PAGE TEXT –
- - -

Turning our face with grace to love is a prayer practice based on St. Ignatius of Loyola’s prayer The Examen. This type of prayer takes an honest look at our thoughts, feelings and motivations. It invites God to move our mind, hearts and will toward loving self, others and God.

Banner Symbols
The first acronym (vertical left column) in our theme F.A.C.E – Fear, Attachment, Control, Entitlement is based on the ideas of David Richo and Mark Thibodeaux S.J.
The center prayer, Lord, turn my face with grace to love and the second acronym (vertical right column) is an original idea of our theme F.A.C.E. – Faith, Acceptance, Cooperation, Empathy.
In prayer we turn from Fear to Faith – Attachment to Acceptance – Control to Cooperation – Entitlement to Empathy.

Prayer Practice Procedure
1. Ask for the Grace (Gift) of honest prayer
2. Reflect on the banner/Prayer Card words or emoji’s
3. Ask the Lord to help you FACE which applies most to you in this present moment
4. Choose one that seems most appropriate
5. Ask the Lord to turn your face with grace toward love
6. What thoughts, feelings or ideas come to you in this prayer?
7. Simply recognizing what is within us with God as our companion is often enough for a change
8. Ask “OK God, what is the good news?” Give thanks.
This Prayer can be prayed once or twice a day. Keeping it brief is helpful, it is about growing in awareness and spending time with God.
For homily and all weeks of the theme, please visit our website: stphilip.org and YouTube: stphilipclifton

Reflection Week IV
“If you can sit quietly after difficult news; if in financial downturns you remain perfectly calm; if you can see your neighbors travel to fantastic places without a twinge of jealousy; if you can eat happily whatever is put on your plate; if you can fall asleep after a day of running around without a drink or a pill; if you can always find contentment just where you are – you are probably a dog.”
We are certainly not dogs because anxiety, distress, worry and fear are a recurring part of our days and nights. Some fears are useful because they protect us. For example, a healthy fear is not rushing into a busy street without looking or not taking unnecessary health risks. However, we often spend our time and energy on pointless anxiety such as obsessively regretting the past or in dread filled imaginings of our future.

- - -

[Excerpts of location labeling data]
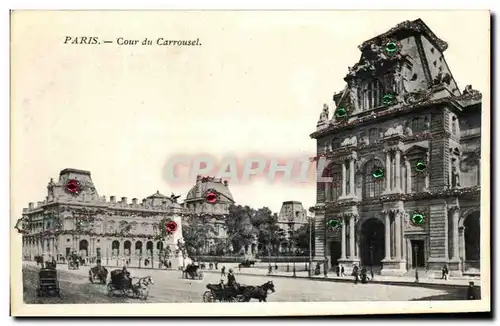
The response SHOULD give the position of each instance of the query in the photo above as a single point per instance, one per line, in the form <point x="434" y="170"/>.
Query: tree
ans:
<point x="196" y="232"/>
<point x="301" y="238"/>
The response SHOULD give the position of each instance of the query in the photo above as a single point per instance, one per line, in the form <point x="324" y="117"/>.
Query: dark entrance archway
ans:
<point x="335" y="252"/>
<point x="472" y="235"/>
<point x="127" y="246"/>
<point x="372" y="242"/>
<point x="138" y="247"/>
<point x="115" y="247"/>
<point x="149" y="247"/>
<point x="83" y="247"/>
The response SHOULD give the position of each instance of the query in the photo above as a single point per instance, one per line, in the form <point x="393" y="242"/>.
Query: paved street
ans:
<point x="170" y="287"/>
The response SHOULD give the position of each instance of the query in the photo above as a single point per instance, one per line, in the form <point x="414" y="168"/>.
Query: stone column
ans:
<point x="408" y="175"/>
<point x="344" y="179"/>
<point x="351" y="237"/>
<point x="455" y="216"/>
<point x="344" y="239"/>
<point x="398" y="170"/>
<point x="397" y="220"/>
<point x="351" y="172"/>
<point x="387" y="171"/>
<point x="387" y="235"/>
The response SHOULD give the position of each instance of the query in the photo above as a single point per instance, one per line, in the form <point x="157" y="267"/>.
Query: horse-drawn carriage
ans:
<point x="238" y="293"/>
<point x="192" y="271"/>
<point x="74" y="262"/>
<point x="246" y="263"/>
<point x="98" y="273"/>
<point x="121" y="283"/>
<point x="48" y="283"/>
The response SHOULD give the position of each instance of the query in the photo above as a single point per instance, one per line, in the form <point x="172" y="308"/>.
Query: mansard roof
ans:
<point x="404" y="29"/>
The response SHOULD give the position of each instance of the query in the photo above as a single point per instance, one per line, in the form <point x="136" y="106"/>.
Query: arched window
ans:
<point x="419" y="124"/>
<point x="334" y="189"/>
<point x="335" y="144"/>
<point x="454" y="123"/>
<point x="373" y="135"/>
<point x="417" y="178"/>
<point x="372" y="187"/>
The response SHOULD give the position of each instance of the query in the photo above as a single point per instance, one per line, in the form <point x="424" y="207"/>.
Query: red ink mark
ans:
<point x="171" y="226"/>
<point x="72" y="186"/>
<point x="211" y="197"/>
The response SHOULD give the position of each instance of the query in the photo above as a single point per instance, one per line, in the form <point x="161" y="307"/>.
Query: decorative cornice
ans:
<point x="416" y="26"/>
<point x="393" y="111"/>
<point x="474" y="191"/>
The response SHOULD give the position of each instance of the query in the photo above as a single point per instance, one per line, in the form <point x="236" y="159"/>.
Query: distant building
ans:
<point x="214" y="212"/>
<point x="74" y="218"/>
<point x="291" y="217"/>
<point x="403" y="149"/>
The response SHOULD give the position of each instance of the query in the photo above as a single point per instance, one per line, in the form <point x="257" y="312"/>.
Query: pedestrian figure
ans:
<point x="472" y="292"/>
<point x="364" y="276"/>
<point x="355" y="273"/>
<point x="444" y="272"/>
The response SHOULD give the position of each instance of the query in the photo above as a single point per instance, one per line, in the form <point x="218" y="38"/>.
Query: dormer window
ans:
<point x="370" y="94"/>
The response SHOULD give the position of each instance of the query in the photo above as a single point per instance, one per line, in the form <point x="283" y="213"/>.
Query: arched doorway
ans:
<point x="138" y="248"/>
<point x="115" y="247"/>
<point x="472" y="236"/>
<point x="83" y="248"/>
<point x="127" y="246"/>
<point x="372" y="242"/>
<point x="149" y="247"/>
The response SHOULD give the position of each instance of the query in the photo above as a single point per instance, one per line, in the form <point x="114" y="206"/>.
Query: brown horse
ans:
<point x="257" y="292"/>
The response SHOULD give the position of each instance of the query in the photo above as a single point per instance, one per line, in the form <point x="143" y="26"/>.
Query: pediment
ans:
<point x="415" y="149"/>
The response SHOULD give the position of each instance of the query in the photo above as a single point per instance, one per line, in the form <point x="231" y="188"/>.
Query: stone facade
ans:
<point x="84" y="222"/>
<point x="292" y="216"/>
<point x="212" y="213"/>
<point x="402" y="107"/>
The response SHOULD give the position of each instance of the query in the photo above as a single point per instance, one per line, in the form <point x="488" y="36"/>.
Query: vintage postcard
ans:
<point x="249" y="163"/>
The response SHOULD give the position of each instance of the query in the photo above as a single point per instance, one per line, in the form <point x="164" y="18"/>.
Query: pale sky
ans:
<point x="256" y="85"/>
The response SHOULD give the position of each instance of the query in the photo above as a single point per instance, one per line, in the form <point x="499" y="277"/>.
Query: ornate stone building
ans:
<point x="401" y="154"/>
<point x="74" y="218"/>
<point x="291" y="217"/>
<point x="208" y="201"/>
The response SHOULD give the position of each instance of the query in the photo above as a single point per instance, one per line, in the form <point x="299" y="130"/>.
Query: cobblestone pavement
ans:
<point x="170" y="287"/>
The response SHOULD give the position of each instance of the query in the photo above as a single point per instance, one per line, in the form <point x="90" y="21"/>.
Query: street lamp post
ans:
<point x="309" y="270"/>
<point x="415" y="248"/>
<point x="371" y="260"/>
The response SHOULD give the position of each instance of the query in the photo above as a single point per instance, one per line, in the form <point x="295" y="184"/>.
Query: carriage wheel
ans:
<point x="208" y="297"/>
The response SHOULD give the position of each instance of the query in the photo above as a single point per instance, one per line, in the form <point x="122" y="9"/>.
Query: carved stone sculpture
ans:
<point x="396" y="129"/>
<point x="324" y="114"/>
<point x="349" y="141"/>
<point x="407" y="130"/>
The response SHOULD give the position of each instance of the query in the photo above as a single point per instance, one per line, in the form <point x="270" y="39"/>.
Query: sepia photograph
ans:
<point x="249" y="163"/>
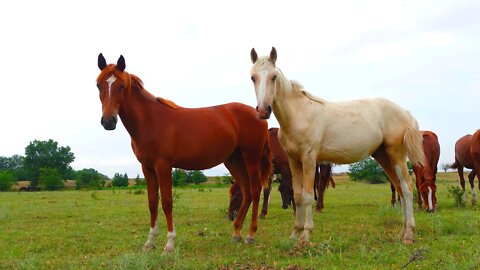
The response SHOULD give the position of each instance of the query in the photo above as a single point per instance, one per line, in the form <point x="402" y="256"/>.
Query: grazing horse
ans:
<point x="165" y="136"/>
<point x="426" y="175"/>
<point x="316" y="130"/>
<point x="280" y="166"/>
<point x="467" y="155"/>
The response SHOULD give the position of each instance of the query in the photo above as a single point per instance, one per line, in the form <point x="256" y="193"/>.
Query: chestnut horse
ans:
<point x="426" y="175"/>
<point x="280" y="166"/>
<point x="165" y="136"/>
<point x="467" y="155"/>
<point x="315" y="130"/>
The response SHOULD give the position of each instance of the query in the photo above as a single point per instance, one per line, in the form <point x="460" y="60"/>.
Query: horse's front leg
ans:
<point x="297" y="185"/>
<point x="152" y="189"/>
<point x="164" y="176"/>
<point x="309" y="168"/>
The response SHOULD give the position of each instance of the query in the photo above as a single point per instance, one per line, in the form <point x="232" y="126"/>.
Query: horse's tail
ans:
<point x="413" y="140"/>
<point x="266" y="168"/>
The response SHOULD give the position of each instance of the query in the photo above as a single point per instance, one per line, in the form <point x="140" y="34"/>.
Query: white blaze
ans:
<point x="110" y="81"/>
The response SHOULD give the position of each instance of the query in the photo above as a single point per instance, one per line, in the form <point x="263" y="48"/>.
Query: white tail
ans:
<point x="413" y="140"/>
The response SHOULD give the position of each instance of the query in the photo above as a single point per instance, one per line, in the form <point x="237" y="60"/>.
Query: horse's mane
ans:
<point x="297" y="86"/>
<point x="138" y="83"/>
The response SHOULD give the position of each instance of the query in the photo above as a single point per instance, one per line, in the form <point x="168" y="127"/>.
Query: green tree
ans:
<point x="89" y="178"/>
<point x="14" y="164"/>
<point x="198" y="177"/>
<point x="179" y="177"/>
<point x="50" y="179"/>
<point x="47" y="154"/>
<point x="368" y="170"/>
<point x="119" y="180"/>
<point x="6" y="180"/>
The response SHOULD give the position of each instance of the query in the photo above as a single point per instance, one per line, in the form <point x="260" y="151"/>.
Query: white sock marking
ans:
<point x="430" y="203"/>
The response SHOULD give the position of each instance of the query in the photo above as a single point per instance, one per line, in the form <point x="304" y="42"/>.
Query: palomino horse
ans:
<point x="280" y="166"/>
<point x="162" y="139"/>
<point x="315" y="130"/>
<point x="467" y="154"/>
<point x="426" y="175"/>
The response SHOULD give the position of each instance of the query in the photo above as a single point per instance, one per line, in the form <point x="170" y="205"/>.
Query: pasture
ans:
<point x="357" y="230"/>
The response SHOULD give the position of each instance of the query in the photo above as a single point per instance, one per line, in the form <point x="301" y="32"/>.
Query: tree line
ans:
<point x="47" y="165"/>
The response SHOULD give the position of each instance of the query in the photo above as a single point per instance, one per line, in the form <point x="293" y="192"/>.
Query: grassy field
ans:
<point x="357" y="230"/>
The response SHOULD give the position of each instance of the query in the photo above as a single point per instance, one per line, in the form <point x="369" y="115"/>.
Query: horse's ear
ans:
<point x="253" y="55"/>
<point x="121" y="63"/>
<point x="101" y="62"/>
<point x="273" y="55"/>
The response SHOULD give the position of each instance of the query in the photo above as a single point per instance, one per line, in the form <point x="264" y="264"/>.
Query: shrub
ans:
<point x="50" y="179"/>
<point x="368" y="170"/>
<point x="6" y="180"/>
<point x="458" y="195"/>
<point x="120" y="180"/>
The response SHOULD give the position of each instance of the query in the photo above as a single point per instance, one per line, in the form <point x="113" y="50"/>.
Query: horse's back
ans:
<point x="431" y="147"/>
<point x="475" y="147"/>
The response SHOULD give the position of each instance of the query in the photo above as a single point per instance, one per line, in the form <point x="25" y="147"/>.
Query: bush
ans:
<point x="6" y="180"/>
<point x="89" y="178"/>
<point x="458" y="195"/>
<point x="198" y="177"/>
<point x="50" y="179"/>
<point x="368" y="170"/>
<point x="119" y="180"/>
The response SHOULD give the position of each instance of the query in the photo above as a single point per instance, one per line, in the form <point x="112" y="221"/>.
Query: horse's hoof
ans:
<point x="147" y="247"/>
<point x="168" y="249"/>
<point x="236" y="239"/>
<point x="249" y="240"/>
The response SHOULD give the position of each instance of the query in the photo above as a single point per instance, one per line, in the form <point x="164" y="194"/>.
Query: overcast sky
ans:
<point x="423" y="55"/>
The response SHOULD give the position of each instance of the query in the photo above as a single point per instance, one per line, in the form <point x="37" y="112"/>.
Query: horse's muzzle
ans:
<point x="264" y="112"/>
<point x="109" y="123"/>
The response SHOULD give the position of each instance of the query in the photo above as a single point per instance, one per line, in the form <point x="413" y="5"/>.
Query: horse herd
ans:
<point x="313" y="134"/>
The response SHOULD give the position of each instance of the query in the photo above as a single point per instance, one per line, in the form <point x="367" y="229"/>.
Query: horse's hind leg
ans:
<point x="396" y="169"/>
<point x="164" y="176"/>
<point x="152" y="189"/>
<point x="471" y="179"/>
<point x="297" y="185"/>
<point x="237" y="169"/>
<point x="266" y="199"/>
<point x="323" y="178"/>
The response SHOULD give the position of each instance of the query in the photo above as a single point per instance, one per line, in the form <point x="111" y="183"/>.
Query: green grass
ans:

- - -

GIVEN TASK 1 – According to the prayer page, how often can this prayer be prayed?
GIVEN TASK 2 – Reproduce word for word the passage of the prayer page that opens with the words containing "Turning our face" and closes with "others and God.".
GIVEN TASK 3 – Why does the prayer page say some fears are useful, and what example does it offer?
None of the entries are needed here.

CORRECT ANSWER 1 – Once or twice a day.

CORRECT ANSWER 2 –
Turning our face with grace to love is a prayer practice based on St. Ignatius of Loyola’s prayer The Examen. This type of prayer takes an honest look at our thoughts, feelings and motivations. It invites God to move our mind, hearts and will toward loving self, others and God.

CORRECT ANSWER 3 – Some fears are useful because they protect us. As an example, a healthy fear keeps a person from rushing into a busy street without looking or from taking unnecessary health risks.